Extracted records

◆ ◆ ◆

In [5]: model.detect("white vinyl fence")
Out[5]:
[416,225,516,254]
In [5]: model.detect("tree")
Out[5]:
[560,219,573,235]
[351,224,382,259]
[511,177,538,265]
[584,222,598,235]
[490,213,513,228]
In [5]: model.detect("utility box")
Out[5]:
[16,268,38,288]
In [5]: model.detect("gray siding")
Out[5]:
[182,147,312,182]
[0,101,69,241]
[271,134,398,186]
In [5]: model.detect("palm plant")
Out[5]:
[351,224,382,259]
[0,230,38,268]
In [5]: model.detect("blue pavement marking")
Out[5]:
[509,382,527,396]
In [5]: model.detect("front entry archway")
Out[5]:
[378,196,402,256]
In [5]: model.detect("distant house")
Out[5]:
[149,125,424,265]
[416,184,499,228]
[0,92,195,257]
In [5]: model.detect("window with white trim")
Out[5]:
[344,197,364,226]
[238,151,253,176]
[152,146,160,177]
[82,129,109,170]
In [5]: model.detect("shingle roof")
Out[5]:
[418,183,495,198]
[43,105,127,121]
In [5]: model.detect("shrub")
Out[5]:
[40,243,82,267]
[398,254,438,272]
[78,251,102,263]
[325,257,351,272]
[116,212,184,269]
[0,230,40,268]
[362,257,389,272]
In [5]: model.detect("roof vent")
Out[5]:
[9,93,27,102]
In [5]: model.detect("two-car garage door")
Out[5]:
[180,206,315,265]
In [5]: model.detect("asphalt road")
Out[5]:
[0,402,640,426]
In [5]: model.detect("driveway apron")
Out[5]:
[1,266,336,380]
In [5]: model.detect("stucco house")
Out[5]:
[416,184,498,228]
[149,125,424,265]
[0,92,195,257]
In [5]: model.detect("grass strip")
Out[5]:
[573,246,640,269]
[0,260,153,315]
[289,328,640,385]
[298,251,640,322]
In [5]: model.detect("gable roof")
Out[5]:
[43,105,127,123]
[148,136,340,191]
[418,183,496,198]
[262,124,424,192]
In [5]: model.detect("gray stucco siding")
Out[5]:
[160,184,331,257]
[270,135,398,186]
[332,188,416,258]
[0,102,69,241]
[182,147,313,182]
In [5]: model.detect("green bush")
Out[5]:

◆ ◆ ◆

From the material above, pull out every line that contains the string "siding", treating uppercase and lowercase as different.

In [5]: model.detect("gray siding")
In [5]: model.detect("gray stucco siding")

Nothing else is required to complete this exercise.